▸ **Excerpted passage**:
I like themes; I look for them. As I gazed around the vendor hall I didn’t find a theme- just a whole conglomeration of mismatched stuff, thrown out there for people to “eclectically” pick and choose from, hoping that it would all come together – like stew. You know, you just pick out whatever’s left over in your refrigerator, throw it in a pot, add some seasonings, and everybody loves it.

My understanding of the theory of eclectic homeschooling is much like the theory behind a good stew. You throw whatever you have in to the pot and the results will be pleasing.

What about when the stew turns into a gloppy mess, everyone grumbles and complains, and it really is so bad you can’t justify forcing people to choke it down? In my years of “eclectic” and “literature-based” homeschooling, it could go either way. We had some wins; we had some losses; we spent a fortune; and every year it was the same anxiety, the same worry and frustration over choosing the right stuff, and finagling a bit more money for the latest “wonder curriculum” that would solve all manner of problems.

I saw both the beautiful stew and the gloppy mess as I looked around the vendor hall. And frankly, I breathed a sign of relief that my days of “other-than” classical ed were over. We’ve homeschooled for a long time. And we know others who have homeschooled for a long time. Many of the people that we know/knew who have homeschooled for many years have essentially given up on academics and turned their homeschooling attention towards “delight directed” learning (whatever the kids want to learn) or “life skills” (keeping the house running). They quit worrying about their kids understanding math and talked about how they would learn what they needed to know when it was important to them.

My personal testimony is that this is false.

Just because I want to learn something doesn’t mean that I have the skills or ability to learn it. This becomes more true the less natural ability you possess or the more skewed your abilities are. Furthermore, if you don’t spend time building a firm foundation, it’s hard to move on to more difficult subject areas. Basic math is necessary for algebra which is imperative for the study of astrophysics. If I don’t know algebra, no matter how much I want to learn astrophysics, I’m not going to be able to do so. This applies to subjects both simple and complex. Guessing at whole words does not a strong reader make.

As I looked around the vendor hall I did not see what I was looking for. I didn’t see it years ago and I still don’t see it. What we were looking for was an academic pedagogy that guides and directs the training of minds; that affords study as worship; that pushes us beyond our own wants of the moment, that shore up our weaknesses. What I found in the vendor hall was some really great curriculum, lots of information on worldview and religious training and plenty of books, books and more books. Those are all good things. Necessary, but not sufficient.

▸ **Excerpted records**:
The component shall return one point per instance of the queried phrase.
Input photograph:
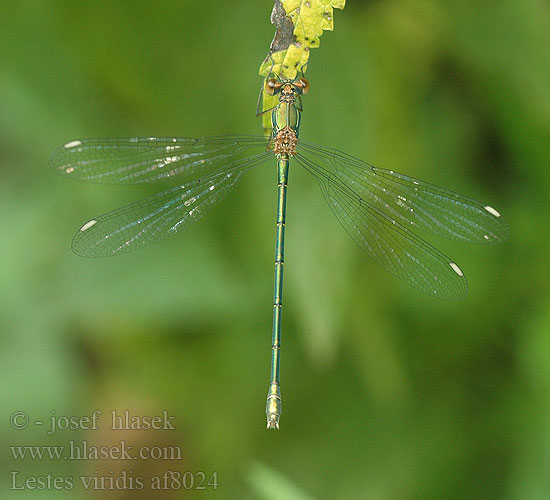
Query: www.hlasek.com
(121, 451)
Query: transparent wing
(151, 159)
(387, 241)
(412, 202)
(152, 219)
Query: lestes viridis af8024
(378, 208)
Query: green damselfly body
(380, 209)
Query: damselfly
(379, 208)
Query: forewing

▸ **Given task 1**:
Answer these questions using the homeschooling essay:
(a) What dish does the writer compare the theory of eclectic homeschooling to?
(b) According to the writer, basic math is necessary for which subject?
(c) What did the writer find in the vendor hall, as listed in the final paragraph?
▸ **Given task 2**:
Carry the homeschooling essay forward from its final sentence, "Necessary, but not sufficient."
The data that comes after the homeschooling essay is not needed here.

▸ **Answer 1**:
(a) Stew.
(b) Algebra.
(c) Some really great curriculum, lots of information on worldview and religious training, and plenty of books.

▸ **Answer 2**:
We continued to seek for an educational method that actually taught people to learn and think and seek, that taught the benefits and joy of discipline, that increased knowledge and wisdom. I found all that in the Classical Model of Education.

Classical Education provides a methodology that is time tested, works effectively, trains the brain to retain, gives your child the gift of knowing what they know, and provides a clear incremental, sequential, logical path that points the way to what’s next. Now, if you are thinking to yourself that you are not a left brain, logical sequential learner or thinker, don’t worry. I’m not either. I’m a big picture, random, global thinker who needs to know the why and where of things. I think in Venn diagrams, not time-lines themes, not specific details. The classical pedagogy is not a formulaic plan for a specific type of thinker. It provides a plan for any type of thinker.

That is part of the beauty of it: classical education works regardless of your abilities or lack thereof.

Using a classical pedagogy has saved us thousands of dollars. Why? I’m not second guessing choices nor am I catering to fun or my kids learning style or the latest homeschooling fad. I’m not comparing myself to the draconian homeschooler or the radical unschooler or the Christian school or the public school. I’m simply following the path and pattern of assured academic success. And we have lots of fun along the way. Furthermore, my children know the deep and lasting satisfaction of sustained effort that bring forth excellent results.

While many pedagogies tend to focus on either skills or content, classical education focuses on skill building and content. Students end up with more tools in their academic toolbox and a better appreciation of how to apply them.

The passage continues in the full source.